Extracted records:

<<<<

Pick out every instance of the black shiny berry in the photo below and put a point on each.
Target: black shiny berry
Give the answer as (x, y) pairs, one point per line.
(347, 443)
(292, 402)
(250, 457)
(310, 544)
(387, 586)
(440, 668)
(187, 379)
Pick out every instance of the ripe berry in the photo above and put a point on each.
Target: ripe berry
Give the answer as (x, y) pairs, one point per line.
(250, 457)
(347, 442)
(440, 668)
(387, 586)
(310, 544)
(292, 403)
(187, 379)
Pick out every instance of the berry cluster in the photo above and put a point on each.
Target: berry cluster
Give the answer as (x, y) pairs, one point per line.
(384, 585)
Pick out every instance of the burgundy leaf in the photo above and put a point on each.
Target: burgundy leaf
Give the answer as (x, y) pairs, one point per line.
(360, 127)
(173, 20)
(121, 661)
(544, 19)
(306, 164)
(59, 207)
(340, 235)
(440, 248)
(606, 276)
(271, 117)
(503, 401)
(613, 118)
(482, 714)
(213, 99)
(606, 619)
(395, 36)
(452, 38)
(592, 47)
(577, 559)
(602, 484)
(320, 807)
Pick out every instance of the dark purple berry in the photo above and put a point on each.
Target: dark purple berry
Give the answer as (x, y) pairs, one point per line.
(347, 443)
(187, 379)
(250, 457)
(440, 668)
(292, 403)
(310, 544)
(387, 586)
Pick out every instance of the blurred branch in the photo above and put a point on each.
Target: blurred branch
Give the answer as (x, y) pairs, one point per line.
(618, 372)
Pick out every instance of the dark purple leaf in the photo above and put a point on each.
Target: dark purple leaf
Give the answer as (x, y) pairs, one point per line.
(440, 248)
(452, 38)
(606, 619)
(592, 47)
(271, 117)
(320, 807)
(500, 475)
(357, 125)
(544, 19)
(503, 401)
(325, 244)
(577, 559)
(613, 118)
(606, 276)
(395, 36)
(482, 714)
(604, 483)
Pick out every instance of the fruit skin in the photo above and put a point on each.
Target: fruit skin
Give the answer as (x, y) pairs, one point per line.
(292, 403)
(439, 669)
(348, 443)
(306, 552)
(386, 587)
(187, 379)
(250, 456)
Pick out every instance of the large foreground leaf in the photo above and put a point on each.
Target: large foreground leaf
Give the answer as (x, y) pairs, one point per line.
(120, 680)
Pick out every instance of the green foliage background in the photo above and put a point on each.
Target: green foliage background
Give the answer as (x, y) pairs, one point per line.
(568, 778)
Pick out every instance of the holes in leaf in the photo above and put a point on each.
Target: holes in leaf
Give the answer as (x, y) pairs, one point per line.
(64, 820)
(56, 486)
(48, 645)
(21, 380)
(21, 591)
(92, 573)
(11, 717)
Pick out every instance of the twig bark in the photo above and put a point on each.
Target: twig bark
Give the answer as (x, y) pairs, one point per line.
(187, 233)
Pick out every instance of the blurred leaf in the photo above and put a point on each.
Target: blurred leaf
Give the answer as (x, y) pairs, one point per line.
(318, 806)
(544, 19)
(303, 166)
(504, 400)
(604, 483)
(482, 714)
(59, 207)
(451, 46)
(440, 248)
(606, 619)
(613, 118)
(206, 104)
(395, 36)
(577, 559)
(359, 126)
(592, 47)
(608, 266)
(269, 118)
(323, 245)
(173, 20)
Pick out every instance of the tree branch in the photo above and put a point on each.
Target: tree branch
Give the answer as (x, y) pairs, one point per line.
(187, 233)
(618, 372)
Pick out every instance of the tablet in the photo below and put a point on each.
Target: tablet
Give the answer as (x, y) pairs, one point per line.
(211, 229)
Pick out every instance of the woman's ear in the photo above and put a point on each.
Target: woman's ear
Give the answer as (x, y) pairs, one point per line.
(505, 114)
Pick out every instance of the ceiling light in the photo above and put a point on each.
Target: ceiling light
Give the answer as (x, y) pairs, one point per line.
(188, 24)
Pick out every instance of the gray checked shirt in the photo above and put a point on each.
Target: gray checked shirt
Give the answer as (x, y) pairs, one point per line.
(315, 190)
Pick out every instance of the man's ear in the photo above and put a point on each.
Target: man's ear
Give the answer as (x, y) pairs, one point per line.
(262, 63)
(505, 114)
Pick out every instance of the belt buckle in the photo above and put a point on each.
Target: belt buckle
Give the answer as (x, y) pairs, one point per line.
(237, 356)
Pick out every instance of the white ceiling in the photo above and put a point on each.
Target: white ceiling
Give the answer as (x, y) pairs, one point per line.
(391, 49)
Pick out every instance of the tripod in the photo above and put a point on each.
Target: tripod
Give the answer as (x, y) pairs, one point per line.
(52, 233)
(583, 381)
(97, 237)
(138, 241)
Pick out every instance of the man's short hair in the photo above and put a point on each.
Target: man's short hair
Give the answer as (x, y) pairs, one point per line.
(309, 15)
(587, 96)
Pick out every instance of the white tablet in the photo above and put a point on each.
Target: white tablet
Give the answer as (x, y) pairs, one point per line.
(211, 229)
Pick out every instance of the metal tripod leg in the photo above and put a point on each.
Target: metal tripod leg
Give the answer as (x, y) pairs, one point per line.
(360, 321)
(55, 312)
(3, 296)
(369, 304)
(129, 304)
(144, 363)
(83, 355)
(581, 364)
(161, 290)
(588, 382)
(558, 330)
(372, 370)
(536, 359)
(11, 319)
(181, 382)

>>>>
<<<<

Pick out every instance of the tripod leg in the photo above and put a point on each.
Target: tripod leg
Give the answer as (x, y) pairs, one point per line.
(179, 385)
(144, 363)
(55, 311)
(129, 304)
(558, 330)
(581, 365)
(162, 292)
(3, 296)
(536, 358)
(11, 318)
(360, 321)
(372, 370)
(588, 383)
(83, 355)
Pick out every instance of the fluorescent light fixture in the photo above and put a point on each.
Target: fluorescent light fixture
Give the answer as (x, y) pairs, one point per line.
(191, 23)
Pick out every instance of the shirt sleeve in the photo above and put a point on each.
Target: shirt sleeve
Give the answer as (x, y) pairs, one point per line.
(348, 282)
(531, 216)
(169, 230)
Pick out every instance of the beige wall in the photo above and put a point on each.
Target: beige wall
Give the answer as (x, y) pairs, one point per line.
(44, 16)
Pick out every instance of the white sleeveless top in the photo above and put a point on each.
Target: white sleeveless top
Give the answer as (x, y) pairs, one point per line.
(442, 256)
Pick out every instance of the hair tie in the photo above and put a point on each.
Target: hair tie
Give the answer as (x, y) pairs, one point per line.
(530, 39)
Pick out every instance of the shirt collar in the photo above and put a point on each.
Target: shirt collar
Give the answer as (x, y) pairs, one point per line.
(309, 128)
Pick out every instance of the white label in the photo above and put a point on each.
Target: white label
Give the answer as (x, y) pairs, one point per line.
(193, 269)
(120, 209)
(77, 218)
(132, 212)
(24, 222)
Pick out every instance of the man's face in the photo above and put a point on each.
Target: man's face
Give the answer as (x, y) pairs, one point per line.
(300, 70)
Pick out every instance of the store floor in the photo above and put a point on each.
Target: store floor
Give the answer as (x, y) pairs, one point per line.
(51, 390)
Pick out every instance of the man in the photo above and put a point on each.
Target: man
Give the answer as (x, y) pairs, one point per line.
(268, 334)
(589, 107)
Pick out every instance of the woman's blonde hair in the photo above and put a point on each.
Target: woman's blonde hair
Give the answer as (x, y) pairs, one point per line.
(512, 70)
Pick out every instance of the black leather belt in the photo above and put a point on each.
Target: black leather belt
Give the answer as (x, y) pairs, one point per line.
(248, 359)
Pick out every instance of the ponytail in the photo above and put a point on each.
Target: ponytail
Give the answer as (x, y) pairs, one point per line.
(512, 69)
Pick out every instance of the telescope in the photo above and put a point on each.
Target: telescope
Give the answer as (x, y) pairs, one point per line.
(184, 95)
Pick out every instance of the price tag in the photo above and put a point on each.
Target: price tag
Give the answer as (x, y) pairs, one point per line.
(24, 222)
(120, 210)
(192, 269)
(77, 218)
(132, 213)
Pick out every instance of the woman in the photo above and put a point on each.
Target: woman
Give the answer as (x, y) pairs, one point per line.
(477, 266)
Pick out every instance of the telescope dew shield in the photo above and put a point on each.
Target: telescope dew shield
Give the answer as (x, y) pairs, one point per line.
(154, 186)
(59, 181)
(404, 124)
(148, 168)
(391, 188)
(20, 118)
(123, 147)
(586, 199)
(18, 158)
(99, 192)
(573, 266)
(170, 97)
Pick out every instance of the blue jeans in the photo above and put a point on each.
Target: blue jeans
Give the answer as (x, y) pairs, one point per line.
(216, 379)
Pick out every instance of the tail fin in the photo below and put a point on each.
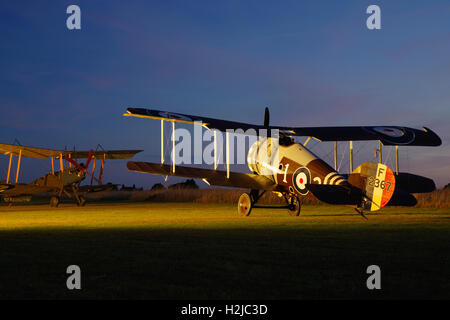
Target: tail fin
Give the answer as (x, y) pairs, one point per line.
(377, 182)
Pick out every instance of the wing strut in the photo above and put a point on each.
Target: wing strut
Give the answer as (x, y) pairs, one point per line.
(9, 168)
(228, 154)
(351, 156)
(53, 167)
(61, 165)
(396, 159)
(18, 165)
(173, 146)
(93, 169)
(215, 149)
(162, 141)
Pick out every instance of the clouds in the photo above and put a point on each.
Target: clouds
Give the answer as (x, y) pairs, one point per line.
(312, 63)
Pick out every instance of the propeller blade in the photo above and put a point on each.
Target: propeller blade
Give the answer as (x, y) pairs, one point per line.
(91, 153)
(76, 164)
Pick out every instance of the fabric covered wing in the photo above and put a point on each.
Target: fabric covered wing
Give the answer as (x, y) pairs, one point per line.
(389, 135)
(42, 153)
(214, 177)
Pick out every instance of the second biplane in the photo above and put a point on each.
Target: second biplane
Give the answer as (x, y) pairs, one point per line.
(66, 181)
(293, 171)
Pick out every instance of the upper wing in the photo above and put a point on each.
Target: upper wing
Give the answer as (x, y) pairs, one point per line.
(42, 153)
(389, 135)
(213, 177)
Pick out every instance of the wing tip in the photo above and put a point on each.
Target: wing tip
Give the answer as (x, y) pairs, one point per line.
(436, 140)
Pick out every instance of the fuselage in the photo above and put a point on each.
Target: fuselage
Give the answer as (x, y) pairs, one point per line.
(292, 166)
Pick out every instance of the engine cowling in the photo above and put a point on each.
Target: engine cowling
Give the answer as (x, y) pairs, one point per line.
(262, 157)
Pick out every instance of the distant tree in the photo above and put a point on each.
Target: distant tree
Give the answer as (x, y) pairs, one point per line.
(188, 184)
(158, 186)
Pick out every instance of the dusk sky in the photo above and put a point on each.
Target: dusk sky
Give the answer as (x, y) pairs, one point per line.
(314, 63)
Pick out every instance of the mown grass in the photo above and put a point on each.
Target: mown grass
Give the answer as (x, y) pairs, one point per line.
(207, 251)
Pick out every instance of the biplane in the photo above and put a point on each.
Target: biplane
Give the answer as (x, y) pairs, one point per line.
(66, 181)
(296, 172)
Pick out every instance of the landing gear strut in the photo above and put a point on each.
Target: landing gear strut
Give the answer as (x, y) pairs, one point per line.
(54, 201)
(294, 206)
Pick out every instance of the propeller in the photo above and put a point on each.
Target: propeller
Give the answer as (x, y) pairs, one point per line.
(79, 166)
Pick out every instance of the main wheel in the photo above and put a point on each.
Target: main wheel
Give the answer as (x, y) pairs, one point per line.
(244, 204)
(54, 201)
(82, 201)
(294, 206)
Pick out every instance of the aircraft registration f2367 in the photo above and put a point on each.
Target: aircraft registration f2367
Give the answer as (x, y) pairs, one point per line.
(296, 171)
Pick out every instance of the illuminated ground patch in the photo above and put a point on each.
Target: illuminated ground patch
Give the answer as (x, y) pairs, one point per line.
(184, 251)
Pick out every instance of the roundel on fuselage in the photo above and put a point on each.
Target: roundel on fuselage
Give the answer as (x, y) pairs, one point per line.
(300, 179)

>>>>

▶ **REQUIREMENT**
Show every line from the entries that includes the word "tablet".

▶ **TASK RESPONSE**
Pick out every instance of the tablet in the photo below and put a point on each.
Target: tablet
Pick out every instance of the white tablet in the photo above and put a point on each.
Target: white tablet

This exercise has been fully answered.